Task: Reproduce all the material exactly, minus any pictures it holds.

Records for the exercise:
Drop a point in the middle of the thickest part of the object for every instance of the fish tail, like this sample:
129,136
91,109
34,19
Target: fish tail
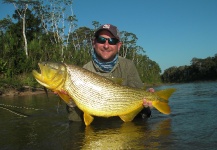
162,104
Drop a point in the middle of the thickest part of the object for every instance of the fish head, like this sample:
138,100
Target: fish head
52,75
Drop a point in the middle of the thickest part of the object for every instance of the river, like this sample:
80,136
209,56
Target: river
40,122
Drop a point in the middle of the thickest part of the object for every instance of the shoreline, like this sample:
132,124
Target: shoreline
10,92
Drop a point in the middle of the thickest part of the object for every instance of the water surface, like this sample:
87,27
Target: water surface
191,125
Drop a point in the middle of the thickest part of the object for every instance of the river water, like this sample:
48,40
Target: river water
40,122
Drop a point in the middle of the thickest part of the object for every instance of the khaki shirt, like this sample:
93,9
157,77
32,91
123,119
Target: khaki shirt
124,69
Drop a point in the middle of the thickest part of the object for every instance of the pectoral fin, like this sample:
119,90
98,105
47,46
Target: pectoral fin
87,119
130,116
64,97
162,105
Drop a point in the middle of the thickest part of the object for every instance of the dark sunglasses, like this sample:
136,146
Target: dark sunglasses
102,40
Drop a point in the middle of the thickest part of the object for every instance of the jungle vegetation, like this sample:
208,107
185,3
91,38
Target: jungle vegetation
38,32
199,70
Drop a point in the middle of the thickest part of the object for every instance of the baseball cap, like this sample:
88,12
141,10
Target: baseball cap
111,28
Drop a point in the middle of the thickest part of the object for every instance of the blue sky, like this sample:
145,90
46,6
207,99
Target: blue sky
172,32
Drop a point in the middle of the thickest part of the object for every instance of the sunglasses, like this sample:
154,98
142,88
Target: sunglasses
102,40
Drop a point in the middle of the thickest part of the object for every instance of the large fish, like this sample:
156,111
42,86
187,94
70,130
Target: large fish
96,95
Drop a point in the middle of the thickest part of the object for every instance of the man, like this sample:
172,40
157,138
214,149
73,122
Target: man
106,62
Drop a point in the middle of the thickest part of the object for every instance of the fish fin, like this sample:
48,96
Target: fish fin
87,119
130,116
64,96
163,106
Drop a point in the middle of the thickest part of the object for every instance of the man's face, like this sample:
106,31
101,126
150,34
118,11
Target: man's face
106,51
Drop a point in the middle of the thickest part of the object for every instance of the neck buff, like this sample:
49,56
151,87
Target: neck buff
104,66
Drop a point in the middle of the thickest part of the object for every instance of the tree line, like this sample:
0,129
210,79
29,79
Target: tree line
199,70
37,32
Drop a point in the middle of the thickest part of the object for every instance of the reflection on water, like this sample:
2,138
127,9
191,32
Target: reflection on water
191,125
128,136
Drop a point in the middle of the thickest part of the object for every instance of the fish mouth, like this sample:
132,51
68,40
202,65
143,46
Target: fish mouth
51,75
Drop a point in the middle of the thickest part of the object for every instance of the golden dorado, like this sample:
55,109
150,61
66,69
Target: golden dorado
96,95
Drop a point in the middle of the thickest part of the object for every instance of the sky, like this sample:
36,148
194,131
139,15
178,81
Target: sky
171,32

Written answer:
Drop a point in the middle of the thickest part of the object for every instance of the fish tail, like this sample:
129,136
91,109
34,19
Target: fish tail
162,104
Drop a point in the middle of the thickest part of the object for every instance of the fish head, like this sample:
138,100
Target: fish head
52,75
Drop a point in the middle of the thickest part of the object for every instance of the river, like this sample:
80,136
209,56
Target: river
40,122
Drop a point in the middle of the thickest part of the object for every instance of the shoreline, like this sample:
132,124
Target: shoreline
10,92
Drop a point in the middle of the thickest part of the object for every instance of the water surface, like this sample:
87,27
Target: water surface
191,125
Drop a point in the middle of the thickest part of the object for every instance of the river water, like this sample:
48,40
Target: river water
40,122
Drop a point in the middle of the thickest part of the object for every instance of the khaki shirt, like this sample:
93,9
157,77
32,91
123,119
Target: khaki shirt
124,69
Drop a point in the middle of the thickest part of the object for every instance of the pectoral fin, like this sample:
119,90
98,105
47,46
Target: pectoral fin
87,119
130,116
64,97
162,105
Drop a point in the middle of the thickest part of the object for every instance of the dark sunglasses, like this sample:
136,146
Target: dark sunglasses
102,40
Drop a point in the middle of the thickest part of the object for every instance of the jungle vegetation, like this sample:
208,107
185,3
91,38
Target: jungle vegetation
38,32
199,70
Drop a point in the middle of the thickest part of the object for every instance of the baseball cap, like this sample:
88,12
141,10
Target: baseball cap
111,28
Drop a point in the middle of the thickest part of the object for every instance of the blue sky, like this sample:
145,90
46,6
207,99
Target: blue sky
172,32
Drop a point in the middle of the thickest part of the object for every instance of the sunglasses, like this sample:
154,98
142,88
Target: sunglasses
102,40
Drop a point in the middle of the thickest part of the object for every instance of the large fish, like this sample:
156,111
42,86
187,94
70,130
Target: large fish
96,95
Drop a point in the middle of the thickest part of the object for every instance of the man, like this sample:
172,40
157,138
214,149
73,122
Target: man
106,62
Drop a point in the middle of the thickest part of the object for every instance of the fish fin, like this sample:
48,96
Target: fish fin
87,119
130,116
64,96
163,106
Drop a point in the middle of the thickest part of the object for every instance of the man's face, like this sample:
106,31
101,126
150,34
118,11
Target: man's face
106,51
Drop a point in the middle of the thickest part of the object for every instance of the neck buff, like this sample:
49,56
151,87
Target: neck buff
104,66
Drop a point in the middle of the thickest part of the object for every instance of the tree line, like this sample:
0,129
210,79
29,79
Target: tree line
199,70
37,32
Drop a point in the middle of the thickest part of the object for every instance of the reflection on water, like this sample:
2,138
127,9
191,32
Target: reflection on water
191,125
128,136
Drop a point in the middle of the thickest part of the object for every instance of the fish mouth, like this sample:
132,51
68,40
202,65
143,46
Target: fish mouth
51,75
Drop a point in the middle of the thickest part of the object for every instance of the golden dorado, like this sample:
55,109
150,61
66,69
Target: golden dorado
96,95
Drop a point in the middle of the thickest part of the object for every instance of the sky, like this sample:
36,148
194,131
139,15
178,81
Target: sky
171,32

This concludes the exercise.